● TAREA A
Reproduce el fragmento del texto sobre Kurt Vonnegut que empieza en las palabras "Debido a ese" y termina después de "traumático.".

Cuando
el pasado 11 de abril falleció el maestro y amigo, el escritor
estadounidense Kurt Vonnegut, otro buen amigo, periodista y teatrista, Mauricio Durón, me escribió pidiéndome que dedicara una
columna o ensayo más amplio sobre este novelista.
No lo hice porque sabía que pronto aparecería, en edición bilingüe,
el libro Cómo aprendí inglés (en donde 55 personalidades hispanas en
Estados Unidos cuentan su relación con este idioma), publicado por
National Geographic, y una de las cosas que cuento en este escrito es
precisamente mi encuentro con el maestro Vonnegut.
Me crié en Honduras y desarrollé mi vocación literaria bajo el cobijo
de mi querido padrastro, un poeta de izquierda, José Adán Castelar,
que no comulgaba con la política de Estados Unidos hacia América
Latina, especialmente en los tiempos de la Guerra Fría. Y que
respaldaba la teoría del gran novelista portugués José María Eca de
Queiroz, quien afirmaba que: Todo idioma extranjero debe hablarse
patrióticamente mal.
Debido a ese maniqueísmo de izquierda, viví bastante alejado de todo
lo que oliera a los Estados Unidos, y mi formación inicial fue más
con los clásicos rusos y con el idioma ruso. De hecho, lo otro era lo
bueno y todo lo malo procedía de Estados Unidos. Por supuesto, el
idioma no era la excepción. Ahora que veo hacia atrás, estas
terribles divisiones humanas que causan las ideologías, religiones,
sed de dominación del hombre contra el hombre, confirmo que la
evolución aún está en ciernes. Claro, todo eso hizo que mi encuentro
con el inglés y con la cultura estadounidense fuera mucho más
traumático.

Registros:
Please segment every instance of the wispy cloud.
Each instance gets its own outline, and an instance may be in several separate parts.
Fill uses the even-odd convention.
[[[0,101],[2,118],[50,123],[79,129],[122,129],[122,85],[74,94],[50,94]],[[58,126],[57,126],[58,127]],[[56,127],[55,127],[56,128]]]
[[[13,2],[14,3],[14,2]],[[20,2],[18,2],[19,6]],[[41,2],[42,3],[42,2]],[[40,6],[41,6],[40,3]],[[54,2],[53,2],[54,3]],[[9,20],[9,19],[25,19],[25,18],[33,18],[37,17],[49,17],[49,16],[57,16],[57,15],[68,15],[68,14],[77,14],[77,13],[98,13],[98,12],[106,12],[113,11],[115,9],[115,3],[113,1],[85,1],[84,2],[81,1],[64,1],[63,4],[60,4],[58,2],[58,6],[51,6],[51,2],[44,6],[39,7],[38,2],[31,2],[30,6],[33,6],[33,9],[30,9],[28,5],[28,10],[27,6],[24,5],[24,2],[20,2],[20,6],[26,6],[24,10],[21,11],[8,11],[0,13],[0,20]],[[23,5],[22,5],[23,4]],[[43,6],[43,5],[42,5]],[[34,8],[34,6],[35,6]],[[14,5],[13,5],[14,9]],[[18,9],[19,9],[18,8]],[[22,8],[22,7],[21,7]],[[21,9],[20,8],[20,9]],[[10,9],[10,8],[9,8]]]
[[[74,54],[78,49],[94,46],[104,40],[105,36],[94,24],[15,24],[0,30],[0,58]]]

● TAREA B
¿Qué líneas de las entradas de arriba contienen la cadena "instance"? Enuméralas copiando cada una completa.

● RESULTADO A
Debido a ese maniqueísmo de izquierda, viví bastante alejado de todo
lo que oliera a los Estados Unidos, y mi formación inicial fue más
con los clásicos rusos y con el idioma ruso. De hecho, lo otro era lo
bueno y todo lo malo procedía de Estados Unidos. Por supuesto, el
idioma no era la excepción. Ahora que veo hacia atrás, estas
terribles divisiones humanas que causan las ideologías, religiones,
sed de dominación del hombre contra el hombre, confirmo que la
evolución aún está en ciernes. Claro, todo eso hizo que mi encuentro
con el inglés y con la cultura estadounidense fuera mucho más
traumático.

● RESULTADO B
Please segment every instance of the wispy cloud.
Each instance gets its own outline, and an instance may be in several separate parts.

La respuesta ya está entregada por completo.